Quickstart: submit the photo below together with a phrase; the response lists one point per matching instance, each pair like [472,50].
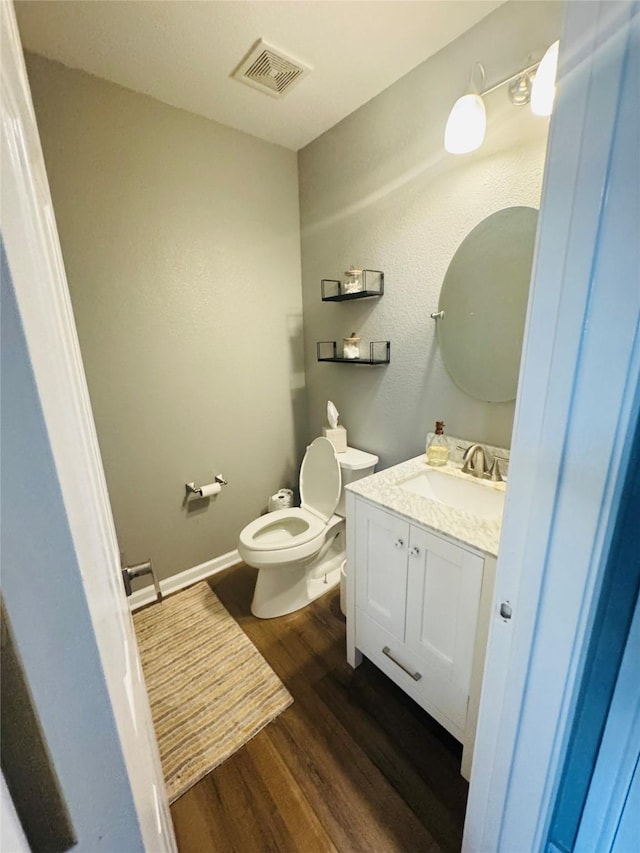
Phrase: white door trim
[33,251]
[577,404]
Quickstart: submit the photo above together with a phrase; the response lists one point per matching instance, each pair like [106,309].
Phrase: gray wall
[379,191]
[181,244]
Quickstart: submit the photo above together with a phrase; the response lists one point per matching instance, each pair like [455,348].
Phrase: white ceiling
[183,52]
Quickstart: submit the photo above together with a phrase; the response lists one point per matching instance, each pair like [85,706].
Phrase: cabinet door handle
[415,675]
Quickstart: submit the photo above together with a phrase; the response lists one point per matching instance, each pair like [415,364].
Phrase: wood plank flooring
[353,765]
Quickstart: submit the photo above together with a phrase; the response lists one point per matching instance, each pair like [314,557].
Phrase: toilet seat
[284,528]
[298,532]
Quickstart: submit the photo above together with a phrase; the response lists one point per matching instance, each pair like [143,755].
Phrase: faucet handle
[495,474]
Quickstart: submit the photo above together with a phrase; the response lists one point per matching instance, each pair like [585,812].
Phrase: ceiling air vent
[268,69]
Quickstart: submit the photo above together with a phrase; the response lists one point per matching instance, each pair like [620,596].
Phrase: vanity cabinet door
[382,542]
[443,597]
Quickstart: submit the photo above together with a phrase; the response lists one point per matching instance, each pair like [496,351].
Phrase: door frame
[37,272]
[578,403]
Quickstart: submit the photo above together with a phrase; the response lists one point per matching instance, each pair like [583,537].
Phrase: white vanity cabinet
[419,612]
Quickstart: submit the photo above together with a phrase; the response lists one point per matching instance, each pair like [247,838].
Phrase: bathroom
[199,333]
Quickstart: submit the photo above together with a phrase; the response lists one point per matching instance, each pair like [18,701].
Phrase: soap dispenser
[437,449]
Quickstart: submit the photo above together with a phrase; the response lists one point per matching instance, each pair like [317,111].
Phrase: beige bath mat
[210,689]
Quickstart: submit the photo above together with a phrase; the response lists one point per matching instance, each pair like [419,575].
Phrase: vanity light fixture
[467,122]
[544,84]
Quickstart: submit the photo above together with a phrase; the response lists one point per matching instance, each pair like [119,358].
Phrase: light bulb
[544,83]
[466,125]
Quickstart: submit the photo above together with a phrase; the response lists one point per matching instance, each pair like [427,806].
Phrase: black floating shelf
[332,290]
[379,353]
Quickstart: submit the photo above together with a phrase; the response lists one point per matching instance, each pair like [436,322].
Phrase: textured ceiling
[183,52]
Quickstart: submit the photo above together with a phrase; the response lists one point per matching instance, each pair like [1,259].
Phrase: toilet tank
[354,465]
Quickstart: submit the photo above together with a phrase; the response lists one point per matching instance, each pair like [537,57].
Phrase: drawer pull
[415,675]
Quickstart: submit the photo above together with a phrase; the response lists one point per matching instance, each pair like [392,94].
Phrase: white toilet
[299,550]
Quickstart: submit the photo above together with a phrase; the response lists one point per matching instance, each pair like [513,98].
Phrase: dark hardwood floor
[352,765]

_Exercise instructions_.
Would you print exactly and only the lines of the material above that run from the line with "Phrase: toilet seat" through the line with "pair like [317,111].", both included?

_Output for this exercise_.
Phrase: toilet seat
[284,528]
[298,532]
Quickstart: submit the photo above together with a phrase; the response lists one point per matching instance, each pair like [143,755].
Phrase: faucet handle
[495,474]
Quickstart: submit the photo above together with a phrase; the response lists one point per matching instance, each pair like [585,812].
Phrase: ceiling air vent
[268,69]
Quickstart: submit the photo above together with a phrase; the response lists one point per matching instance, each pair like [620,596].
Phrase: vanity cabinet door
[382,542]
[443,597]
Quickstart: submit the photo above together with a phrase; the response lists one point per matching instance, each pair like [496,351].
Phrase: door frame
[37,272]
[578,403]
Quickstart: submit the photo above together with a phrase; the response lists one point per matching instance, each pair like [583,537].
Phrase: white vanity cabinet
[419,612]
Quickstart: submit the photo above together with a phrase; the response lists one point per matching instance, each pair like [247,838].
Phrase: bathroom
[199,333]
Quickstart: submit the photo above together with a phrase; the response lists one point per matching instance, each pair like [18,701].
Phrase: soap dispenser
[437,449]
Quickstart: submit the photo above together with a phrase; the response lists one point per matching instance, each pair like [317,111].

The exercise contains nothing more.